That's true. Then I could get the 8700k for a little less, I guess. When are the releases due?


----------



## Bernard Duc (Sep 19, 2018)

Counterpointer said:


> That's true. Then I could get the 8700k for a little less, I guess. When are the releases due?


October is usually a good time to buy intel CPU. Ram and SSD fluctuate based in market. By the way for music there is no real use in having the the fastest SSD. The 860 evo should be more than enough.


----------



## puremusic (Sep 19, 2018)

The next generation might even be released on the 1st, hard to say though nothing official yet.


----------



## Counterpointer (Sep 19, 2018)

Bernard Duc said:


> October is usually a good time to buy intel CPU. Ram and SSD fluctuate based in market. By the way for music there is no real use in having the the fastest SSD. The 860 evo should be more than enough.



How is faster not necessarily better when working on heavy VST projects? Won't the load time be reduced with faster discs?


----------



## puremusic (Sep 19, 2018)

Looking at your build you made the right decision on the type of cooler in that it has screws instead of push pins. Plastic push pins are a pain. Installing the CPU cooler is the part of building a PC I like least.


----------



## Damarus (Sep 19, 2018)

→ **RECORD EXCERPTS**:
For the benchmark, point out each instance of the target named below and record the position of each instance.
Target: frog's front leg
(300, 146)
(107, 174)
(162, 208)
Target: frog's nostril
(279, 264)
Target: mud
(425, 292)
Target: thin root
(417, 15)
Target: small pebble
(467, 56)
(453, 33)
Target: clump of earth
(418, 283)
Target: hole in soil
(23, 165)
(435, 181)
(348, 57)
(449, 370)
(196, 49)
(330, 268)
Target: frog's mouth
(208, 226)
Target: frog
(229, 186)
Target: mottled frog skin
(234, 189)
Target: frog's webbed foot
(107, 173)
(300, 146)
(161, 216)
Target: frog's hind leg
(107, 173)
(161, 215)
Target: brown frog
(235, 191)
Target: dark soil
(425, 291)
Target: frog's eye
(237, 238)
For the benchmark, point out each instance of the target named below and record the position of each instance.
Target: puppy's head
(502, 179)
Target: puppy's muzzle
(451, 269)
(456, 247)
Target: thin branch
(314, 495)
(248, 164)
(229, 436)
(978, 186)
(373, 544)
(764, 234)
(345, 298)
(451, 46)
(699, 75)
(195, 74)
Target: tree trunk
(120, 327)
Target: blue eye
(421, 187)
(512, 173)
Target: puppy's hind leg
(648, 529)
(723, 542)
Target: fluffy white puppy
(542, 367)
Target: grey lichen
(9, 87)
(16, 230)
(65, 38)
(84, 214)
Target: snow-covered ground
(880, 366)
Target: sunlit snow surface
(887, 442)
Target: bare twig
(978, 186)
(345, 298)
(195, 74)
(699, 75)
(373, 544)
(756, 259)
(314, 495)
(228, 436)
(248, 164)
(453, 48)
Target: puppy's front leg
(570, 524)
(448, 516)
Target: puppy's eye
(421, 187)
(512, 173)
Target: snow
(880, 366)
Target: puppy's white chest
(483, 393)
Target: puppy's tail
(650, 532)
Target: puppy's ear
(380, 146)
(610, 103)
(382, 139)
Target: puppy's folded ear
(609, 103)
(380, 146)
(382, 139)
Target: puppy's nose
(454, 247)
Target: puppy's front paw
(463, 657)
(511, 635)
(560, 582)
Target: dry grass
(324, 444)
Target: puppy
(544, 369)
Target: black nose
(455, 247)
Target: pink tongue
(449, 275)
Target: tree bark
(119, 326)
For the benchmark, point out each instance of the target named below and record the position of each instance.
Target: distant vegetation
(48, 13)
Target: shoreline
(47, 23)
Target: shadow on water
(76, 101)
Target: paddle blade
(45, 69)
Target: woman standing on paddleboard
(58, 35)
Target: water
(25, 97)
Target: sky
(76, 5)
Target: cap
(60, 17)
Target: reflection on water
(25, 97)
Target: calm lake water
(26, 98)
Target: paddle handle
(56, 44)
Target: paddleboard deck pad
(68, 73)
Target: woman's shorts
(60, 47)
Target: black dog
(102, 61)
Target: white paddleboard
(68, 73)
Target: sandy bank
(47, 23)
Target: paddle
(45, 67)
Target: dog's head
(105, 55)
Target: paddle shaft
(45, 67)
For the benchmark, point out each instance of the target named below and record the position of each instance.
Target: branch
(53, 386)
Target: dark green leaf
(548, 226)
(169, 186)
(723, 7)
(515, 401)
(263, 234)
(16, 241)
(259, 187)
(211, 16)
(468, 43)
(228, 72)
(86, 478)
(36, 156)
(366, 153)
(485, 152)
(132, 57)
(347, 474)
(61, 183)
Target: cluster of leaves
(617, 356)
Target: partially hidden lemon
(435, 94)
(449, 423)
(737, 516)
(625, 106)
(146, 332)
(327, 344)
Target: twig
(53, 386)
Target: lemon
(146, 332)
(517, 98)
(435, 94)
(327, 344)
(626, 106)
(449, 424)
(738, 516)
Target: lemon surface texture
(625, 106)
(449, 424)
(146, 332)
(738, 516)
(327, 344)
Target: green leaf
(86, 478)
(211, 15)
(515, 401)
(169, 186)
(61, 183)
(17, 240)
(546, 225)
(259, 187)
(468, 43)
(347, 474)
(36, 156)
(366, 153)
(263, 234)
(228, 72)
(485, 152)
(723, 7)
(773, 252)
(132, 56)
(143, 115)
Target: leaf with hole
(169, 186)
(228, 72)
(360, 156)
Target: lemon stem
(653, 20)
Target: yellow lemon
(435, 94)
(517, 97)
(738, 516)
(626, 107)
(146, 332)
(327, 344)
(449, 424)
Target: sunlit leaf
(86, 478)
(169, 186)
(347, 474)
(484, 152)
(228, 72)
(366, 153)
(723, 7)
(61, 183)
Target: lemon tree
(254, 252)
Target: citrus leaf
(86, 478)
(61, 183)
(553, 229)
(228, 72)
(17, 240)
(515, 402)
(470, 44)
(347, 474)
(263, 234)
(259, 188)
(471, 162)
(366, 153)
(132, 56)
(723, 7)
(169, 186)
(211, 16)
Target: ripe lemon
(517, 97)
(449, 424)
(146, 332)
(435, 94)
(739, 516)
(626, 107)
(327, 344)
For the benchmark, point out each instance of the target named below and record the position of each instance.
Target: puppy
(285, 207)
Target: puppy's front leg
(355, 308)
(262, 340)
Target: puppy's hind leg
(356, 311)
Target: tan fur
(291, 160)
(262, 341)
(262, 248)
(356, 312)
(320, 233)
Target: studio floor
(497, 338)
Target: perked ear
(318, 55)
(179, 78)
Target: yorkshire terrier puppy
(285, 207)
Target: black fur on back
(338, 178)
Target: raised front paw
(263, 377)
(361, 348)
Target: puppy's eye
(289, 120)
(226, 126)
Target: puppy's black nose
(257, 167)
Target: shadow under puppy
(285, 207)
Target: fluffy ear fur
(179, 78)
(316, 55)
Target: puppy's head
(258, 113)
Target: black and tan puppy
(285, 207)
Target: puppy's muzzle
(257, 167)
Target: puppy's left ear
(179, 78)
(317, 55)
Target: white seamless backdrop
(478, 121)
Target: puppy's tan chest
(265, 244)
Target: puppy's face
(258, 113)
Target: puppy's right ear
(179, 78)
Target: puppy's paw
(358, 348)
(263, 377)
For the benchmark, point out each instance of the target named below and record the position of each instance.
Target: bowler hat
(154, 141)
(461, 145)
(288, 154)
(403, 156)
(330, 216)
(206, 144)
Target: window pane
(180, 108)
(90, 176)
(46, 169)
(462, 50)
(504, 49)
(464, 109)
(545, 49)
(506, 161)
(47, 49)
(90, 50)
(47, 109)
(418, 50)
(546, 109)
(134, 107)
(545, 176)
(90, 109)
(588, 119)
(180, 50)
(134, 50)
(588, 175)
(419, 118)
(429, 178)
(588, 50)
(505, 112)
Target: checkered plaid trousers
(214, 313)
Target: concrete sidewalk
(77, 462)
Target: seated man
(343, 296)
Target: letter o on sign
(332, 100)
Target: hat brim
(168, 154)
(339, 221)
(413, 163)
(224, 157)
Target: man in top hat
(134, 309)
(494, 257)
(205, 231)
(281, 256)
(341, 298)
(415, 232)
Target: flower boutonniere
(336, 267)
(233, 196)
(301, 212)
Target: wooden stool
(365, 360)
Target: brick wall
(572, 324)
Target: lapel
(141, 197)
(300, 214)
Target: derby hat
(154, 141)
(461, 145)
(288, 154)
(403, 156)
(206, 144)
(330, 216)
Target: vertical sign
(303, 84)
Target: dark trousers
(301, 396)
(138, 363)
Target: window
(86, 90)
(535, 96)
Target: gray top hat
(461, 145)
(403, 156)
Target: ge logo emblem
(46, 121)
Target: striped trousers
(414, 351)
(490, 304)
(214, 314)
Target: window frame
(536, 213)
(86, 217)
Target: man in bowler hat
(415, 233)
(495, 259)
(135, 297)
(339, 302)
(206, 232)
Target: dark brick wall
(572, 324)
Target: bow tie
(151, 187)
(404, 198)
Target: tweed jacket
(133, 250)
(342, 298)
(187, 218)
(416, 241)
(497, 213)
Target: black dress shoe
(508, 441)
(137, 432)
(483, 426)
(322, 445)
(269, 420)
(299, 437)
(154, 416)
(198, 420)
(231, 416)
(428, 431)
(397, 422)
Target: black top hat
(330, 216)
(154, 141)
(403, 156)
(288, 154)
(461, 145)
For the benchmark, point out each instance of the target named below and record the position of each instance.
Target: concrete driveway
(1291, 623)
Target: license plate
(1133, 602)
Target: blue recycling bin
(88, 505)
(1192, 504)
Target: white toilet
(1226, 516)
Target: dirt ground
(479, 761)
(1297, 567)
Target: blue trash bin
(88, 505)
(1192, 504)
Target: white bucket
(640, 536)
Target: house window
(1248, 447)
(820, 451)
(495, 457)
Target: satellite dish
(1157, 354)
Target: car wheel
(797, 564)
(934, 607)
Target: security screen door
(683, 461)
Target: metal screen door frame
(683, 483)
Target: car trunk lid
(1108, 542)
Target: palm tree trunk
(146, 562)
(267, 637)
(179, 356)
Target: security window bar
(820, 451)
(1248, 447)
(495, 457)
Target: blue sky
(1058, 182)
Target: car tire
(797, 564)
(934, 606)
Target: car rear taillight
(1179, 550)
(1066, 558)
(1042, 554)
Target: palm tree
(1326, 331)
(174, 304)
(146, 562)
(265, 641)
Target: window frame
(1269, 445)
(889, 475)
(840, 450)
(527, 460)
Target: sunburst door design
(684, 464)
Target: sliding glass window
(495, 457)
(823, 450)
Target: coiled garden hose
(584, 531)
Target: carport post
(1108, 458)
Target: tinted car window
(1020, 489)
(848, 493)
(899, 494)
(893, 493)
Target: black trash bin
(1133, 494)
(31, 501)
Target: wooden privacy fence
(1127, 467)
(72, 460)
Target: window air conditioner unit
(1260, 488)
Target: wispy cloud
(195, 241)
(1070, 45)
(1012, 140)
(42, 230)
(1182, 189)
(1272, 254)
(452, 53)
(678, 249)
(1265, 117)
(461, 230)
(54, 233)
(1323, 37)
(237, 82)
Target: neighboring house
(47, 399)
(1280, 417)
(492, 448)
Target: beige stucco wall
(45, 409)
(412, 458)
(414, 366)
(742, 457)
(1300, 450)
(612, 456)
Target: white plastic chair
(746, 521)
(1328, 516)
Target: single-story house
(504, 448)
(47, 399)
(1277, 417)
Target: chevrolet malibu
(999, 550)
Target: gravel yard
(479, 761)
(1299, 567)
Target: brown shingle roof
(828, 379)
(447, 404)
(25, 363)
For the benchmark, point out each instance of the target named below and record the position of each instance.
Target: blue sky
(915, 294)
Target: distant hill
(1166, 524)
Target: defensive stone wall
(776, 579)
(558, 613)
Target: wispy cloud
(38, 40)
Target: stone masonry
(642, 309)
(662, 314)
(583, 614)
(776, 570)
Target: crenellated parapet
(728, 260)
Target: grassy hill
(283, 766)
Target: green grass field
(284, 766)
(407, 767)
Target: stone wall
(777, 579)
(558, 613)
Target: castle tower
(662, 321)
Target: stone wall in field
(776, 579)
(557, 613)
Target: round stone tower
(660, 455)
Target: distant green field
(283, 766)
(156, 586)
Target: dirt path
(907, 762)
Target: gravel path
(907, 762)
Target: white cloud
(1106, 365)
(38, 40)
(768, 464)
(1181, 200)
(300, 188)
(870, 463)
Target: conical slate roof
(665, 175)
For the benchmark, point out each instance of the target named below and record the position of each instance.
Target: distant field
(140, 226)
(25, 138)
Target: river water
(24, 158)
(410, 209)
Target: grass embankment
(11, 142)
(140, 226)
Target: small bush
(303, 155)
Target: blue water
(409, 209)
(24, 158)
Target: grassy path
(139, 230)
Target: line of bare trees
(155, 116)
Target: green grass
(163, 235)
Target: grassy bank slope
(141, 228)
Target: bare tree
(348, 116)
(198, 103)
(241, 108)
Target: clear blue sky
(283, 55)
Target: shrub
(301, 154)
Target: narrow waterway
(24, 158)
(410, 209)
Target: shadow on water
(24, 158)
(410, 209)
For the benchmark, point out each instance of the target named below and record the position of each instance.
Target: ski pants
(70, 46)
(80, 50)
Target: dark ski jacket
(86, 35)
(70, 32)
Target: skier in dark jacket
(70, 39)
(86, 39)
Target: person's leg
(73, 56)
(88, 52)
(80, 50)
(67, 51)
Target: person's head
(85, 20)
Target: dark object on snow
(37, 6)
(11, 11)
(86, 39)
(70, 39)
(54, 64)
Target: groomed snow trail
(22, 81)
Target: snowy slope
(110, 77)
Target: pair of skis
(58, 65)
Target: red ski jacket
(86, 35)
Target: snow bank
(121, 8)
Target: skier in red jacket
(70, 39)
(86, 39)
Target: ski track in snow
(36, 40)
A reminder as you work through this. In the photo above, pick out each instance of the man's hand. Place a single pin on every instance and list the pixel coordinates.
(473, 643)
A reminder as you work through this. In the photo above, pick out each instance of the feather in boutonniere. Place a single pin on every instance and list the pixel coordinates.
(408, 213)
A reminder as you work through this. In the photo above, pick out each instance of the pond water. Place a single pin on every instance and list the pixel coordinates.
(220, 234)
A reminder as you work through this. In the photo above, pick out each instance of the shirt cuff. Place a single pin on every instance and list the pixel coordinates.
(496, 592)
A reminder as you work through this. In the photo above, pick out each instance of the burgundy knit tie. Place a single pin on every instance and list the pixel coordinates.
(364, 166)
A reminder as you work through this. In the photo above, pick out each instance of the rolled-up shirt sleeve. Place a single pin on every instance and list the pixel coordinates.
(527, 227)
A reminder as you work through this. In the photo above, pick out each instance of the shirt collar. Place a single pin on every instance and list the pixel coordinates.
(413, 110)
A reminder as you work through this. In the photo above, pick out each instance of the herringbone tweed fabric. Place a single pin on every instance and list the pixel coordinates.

→ **REQUIRED TASK**: Rewrite the part of the forum thread about the music PC build starting at "## Counterpointer (Sep" and ending at "with faster discs?", replacing "load time" with "startup time".

→ **EXERCISE RESPONSE**:
## Counterpointer (Sep 19, 2018)

Bernard Duc said:


> October is usually a good time to buy intel CPU. Ram and SSD fluctuate based in market. By the way for music there is no real use in having the the fastest SSD. The 860 evo should be more than enough.



How is faster not necessarily better when working on heavy VST projects? Won't the startup time be reduced with faster discs?